§ **Text section**:
------------------------

The museum offers tours of several of the former shafts — although no one in Jilove is seeking to revive the mining industry today. "People do still try and prospect gold in the sand along the tributaries of the River Sazava," Jurinova points out.
There are recoverable gold deposits in several places of the Czech Republic. A conservative estimate suggests that it would be possible to mine around 400 metric tons of gold there. At current prices, that would yield about 500 billion Czech crowns — the equivalent of €20 billion, or almost $24 million.
Since 1990, there have been several attempts to resume gold mining, but all have failed due to lack of interest from the state along with resistance from residents in affected localities.
Last year, the state mining company Diamo launched a survey of closed gold mines in Zlate Hory in the north of the Czech Republic. "The geological survey will last three years, and the results will be used to determine the conditions under which the gold deposit near Zlate Hory can be exploited," Ludvik Kaspar, the director of Diamo, told the Czech news agency CTK.
"The study should provide the government with up-to-date information on the possibility of exploiting gold reserves and their concomitants," Stepanka Filipova, a spokeswoman for the Ministry of Industry and Trade, told the high-circulation daily MF Dnes. Here, too, several tons of gold are said to lie buried underground.
"I will make the case for the project to resume mining to go ahead," Czech president Milos Zeman told CTK some years ago.
With the Zlate Hory mine, the assumption is that, if mining is resumed, the gold-bearing rock would be sent abroad for further processing, meaning that no extraction of gold involving highly toxic cyanide would be done in the Czech Republic.
In the Czech Republic, gold mining would be profitable with the use of cyanide, but without cyanide its profitability is questionable.
But for Richard Brabec, the current environment minister, renouncing cyanide is an essential requirement for the resumption of gold mining in the Czech Republic.

------------------------

§ **Items drawn from a dataset**:
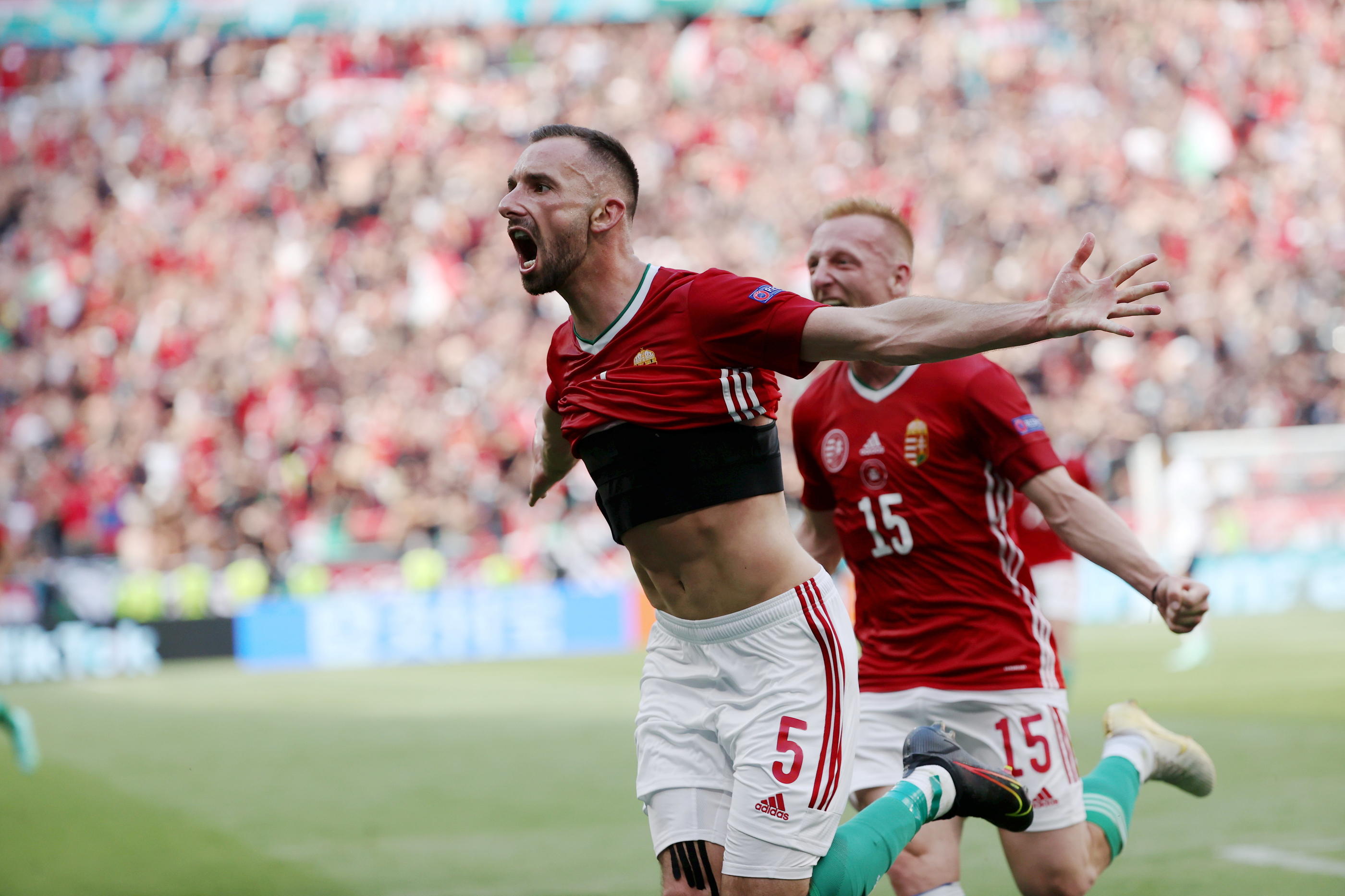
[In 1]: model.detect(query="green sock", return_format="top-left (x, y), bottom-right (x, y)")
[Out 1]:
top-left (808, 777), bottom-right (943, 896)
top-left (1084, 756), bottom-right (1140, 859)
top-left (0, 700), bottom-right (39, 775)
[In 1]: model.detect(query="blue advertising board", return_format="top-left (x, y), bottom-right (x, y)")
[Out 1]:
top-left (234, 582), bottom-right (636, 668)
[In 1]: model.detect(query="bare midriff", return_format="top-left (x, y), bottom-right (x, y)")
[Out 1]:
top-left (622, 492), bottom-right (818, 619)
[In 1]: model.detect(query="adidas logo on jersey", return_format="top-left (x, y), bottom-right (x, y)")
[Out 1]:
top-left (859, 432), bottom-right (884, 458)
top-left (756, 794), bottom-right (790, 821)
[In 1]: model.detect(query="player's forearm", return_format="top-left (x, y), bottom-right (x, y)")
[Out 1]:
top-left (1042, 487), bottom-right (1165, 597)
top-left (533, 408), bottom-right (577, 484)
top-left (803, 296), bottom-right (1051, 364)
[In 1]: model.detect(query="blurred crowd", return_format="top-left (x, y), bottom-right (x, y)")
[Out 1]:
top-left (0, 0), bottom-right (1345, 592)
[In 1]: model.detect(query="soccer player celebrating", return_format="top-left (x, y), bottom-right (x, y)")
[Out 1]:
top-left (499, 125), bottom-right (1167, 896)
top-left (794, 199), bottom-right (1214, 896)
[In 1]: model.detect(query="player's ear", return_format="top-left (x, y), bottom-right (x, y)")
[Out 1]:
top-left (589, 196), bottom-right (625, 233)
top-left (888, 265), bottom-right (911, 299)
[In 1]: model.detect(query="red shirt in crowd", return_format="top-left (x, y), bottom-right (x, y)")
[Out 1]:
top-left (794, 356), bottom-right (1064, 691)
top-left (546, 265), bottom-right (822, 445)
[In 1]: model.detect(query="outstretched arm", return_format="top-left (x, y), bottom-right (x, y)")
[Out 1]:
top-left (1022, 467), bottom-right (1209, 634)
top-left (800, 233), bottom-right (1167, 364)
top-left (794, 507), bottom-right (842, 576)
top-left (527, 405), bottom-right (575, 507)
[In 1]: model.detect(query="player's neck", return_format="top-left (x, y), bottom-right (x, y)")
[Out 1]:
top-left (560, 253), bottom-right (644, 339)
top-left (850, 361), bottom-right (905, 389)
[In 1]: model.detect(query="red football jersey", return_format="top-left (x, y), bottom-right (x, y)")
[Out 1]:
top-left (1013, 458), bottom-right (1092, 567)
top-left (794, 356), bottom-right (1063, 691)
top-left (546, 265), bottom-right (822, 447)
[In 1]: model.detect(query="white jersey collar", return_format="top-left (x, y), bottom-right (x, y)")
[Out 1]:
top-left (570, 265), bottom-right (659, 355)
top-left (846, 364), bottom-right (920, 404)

------------------------

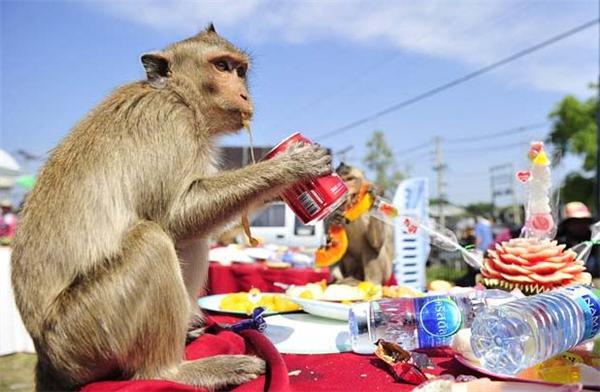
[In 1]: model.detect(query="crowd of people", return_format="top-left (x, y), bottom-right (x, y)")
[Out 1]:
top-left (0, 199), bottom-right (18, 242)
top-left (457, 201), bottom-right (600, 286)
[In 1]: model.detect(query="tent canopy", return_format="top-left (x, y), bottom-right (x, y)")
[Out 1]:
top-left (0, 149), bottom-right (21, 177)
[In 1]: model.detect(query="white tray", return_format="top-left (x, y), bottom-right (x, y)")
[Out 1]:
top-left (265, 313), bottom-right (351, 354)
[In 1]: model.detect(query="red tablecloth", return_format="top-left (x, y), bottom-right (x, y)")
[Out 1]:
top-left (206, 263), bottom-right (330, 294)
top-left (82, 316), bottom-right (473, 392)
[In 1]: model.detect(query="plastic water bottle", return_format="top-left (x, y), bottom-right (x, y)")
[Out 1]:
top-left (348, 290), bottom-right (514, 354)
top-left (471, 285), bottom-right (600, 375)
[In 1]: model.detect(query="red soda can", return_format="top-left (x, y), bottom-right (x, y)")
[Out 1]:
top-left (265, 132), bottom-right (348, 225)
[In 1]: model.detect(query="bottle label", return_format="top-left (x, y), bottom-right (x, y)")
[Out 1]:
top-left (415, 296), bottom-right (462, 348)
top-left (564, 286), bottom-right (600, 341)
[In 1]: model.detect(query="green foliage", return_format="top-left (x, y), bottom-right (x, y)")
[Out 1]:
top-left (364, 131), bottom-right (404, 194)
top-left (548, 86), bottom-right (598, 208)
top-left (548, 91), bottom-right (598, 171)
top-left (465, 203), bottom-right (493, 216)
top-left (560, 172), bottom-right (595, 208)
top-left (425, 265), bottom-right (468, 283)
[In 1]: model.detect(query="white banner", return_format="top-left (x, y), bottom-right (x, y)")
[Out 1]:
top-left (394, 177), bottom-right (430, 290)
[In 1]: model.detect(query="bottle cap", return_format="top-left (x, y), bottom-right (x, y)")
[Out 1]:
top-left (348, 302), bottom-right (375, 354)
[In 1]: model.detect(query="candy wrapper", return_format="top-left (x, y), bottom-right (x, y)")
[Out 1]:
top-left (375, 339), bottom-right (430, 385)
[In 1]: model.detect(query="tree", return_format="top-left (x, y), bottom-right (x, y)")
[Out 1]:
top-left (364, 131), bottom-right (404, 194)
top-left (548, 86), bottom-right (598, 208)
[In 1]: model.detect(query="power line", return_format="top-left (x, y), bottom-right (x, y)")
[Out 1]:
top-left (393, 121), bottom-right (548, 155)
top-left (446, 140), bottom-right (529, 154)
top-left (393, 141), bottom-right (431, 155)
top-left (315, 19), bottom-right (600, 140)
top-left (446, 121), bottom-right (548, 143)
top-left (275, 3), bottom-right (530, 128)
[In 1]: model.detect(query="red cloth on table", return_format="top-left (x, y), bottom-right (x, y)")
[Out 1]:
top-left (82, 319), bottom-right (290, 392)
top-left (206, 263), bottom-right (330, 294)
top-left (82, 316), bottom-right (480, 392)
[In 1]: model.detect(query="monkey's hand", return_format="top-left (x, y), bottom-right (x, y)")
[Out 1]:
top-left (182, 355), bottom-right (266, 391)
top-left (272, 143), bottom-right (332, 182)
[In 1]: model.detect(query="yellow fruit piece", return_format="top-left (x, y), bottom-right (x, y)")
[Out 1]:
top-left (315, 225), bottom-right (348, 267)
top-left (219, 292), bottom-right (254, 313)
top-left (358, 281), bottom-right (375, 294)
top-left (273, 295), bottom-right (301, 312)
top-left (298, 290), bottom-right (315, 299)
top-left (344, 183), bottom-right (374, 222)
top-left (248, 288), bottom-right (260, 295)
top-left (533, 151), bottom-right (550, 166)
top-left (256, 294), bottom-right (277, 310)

------------------------

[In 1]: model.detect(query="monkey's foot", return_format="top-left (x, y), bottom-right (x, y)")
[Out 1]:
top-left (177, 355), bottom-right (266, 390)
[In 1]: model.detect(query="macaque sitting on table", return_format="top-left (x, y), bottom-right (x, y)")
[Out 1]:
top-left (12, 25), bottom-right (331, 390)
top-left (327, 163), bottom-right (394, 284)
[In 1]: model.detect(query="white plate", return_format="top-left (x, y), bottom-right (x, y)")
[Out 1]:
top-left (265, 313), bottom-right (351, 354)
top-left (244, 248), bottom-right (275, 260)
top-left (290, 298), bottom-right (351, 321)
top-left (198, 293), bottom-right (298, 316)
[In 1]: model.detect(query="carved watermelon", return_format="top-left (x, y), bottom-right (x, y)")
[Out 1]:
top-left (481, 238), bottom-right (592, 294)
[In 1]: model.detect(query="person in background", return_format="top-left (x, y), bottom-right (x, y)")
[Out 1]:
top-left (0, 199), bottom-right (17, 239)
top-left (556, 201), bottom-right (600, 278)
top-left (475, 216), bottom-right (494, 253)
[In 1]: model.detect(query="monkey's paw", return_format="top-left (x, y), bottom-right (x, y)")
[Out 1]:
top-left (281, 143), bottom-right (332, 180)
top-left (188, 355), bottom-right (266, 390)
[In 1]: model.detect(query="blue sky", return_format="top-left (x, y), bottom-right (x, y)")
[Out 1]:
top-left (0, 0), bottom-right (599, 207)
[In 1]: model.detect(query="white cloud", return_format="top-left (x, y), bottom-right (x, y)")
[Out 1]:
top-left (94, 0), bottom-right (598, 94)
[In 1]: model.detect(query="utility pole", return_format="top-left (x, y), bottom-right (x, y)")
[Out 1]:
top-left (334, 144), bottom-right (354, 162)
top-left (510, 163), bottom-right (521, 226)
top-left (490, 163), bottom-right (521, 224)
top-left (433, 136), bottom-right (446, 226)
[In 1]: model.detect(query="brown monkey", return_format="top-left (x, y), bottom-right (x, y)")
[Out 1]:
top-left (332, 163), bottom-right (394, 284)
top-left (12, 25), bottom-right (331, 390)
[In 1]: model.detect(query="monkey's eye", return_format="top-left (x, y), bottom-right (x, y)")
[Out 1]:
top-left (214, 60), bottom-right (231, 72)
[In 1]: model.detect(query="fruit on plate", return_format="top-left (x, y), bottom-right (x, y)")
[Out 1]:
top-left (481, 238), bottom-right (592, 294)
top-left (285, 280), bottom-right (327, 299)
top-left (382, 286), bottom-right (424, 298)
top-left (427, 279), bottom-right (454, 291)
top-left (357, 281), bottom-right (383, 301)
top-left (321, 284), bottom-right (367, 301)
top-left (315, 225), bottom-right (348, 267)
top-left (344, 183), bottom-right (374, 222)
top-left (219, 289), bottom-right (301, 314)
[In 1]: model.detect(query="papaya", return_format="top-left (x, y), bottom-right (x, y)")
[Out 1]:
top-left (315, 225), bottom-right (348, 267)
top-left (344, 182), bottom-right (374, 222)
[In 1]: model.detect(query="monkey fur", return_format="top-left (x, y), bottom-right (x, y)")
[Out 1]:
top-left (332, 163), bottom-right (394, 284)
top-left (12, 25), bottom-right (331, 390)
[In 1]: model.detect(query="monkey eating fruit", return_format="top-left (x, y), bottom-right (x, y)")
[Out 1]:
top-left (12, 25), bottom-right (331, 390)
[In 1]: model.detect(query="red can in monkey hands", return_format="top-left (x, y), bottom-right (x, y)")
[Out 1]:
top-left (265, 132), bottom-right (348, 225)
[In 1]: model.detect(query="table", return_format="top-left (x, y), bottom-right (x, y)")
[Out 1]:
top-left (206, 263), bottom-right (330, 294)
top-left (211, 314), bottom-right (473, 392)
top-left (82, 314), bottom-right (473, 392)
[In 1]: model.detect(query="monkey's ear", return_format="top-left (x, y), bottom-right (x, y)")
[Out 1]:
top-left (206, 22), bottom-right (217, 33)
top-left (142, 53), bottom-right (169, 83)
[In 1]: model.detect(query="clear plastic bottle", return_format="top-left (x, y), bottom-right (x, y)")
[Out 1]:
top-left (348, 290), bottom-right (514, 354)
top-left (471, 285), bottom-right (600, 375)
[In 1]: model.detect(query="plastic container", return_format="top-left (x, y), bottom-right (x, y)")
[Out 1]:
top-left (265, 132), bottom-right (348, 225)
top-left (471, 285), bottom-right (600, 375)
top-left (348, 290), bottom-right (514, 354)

------------------------

§ **Requirement 1**:
Answer these questions using the text on Czech gold mining.
(a) How long will the geological survey of the closed mines in Zlate Hory last?
(b) Who is named as the current environment minister?
(c) Since what year have there been several attempts to resume gold mining?
§ **Requirement 2**: Reproduce the stretch of the text on Czech gold mining from "Since 1990, there" through "lie buried underground.".
The items are separate material from the text on Czech gold mining.

§ **Answer area 1**:
(a) Three years.
(b) Richard Brabec.
(c) 1990.

§ **Answer area 2**:
Since 1990, there have been several attempts to resume gold mining, but all have failed due to lack of interest from the state along with resistance from residents in affected localities.
Last year, the state mining company Diamo launched a survey of closed gold mines in Zlate Hory in the north of the Czech Republic. "The geological survey will last three years, and the results will be used to determine the conditions under which the gold deposit near Zlate Hory can be exploited," Ludvik Kaspar, the director of Diamo, told the Czech news agency CTK.
"The study should provide the government with up-to-date information on the possibility of exploiting gold reserves and their concomitants," Stepanka Filipova, a spokeswoman for the Ministry of Industry and Trade, told the high-circulation daily MF Dnes. Here, too, several tons of gold are said to lie buried underground.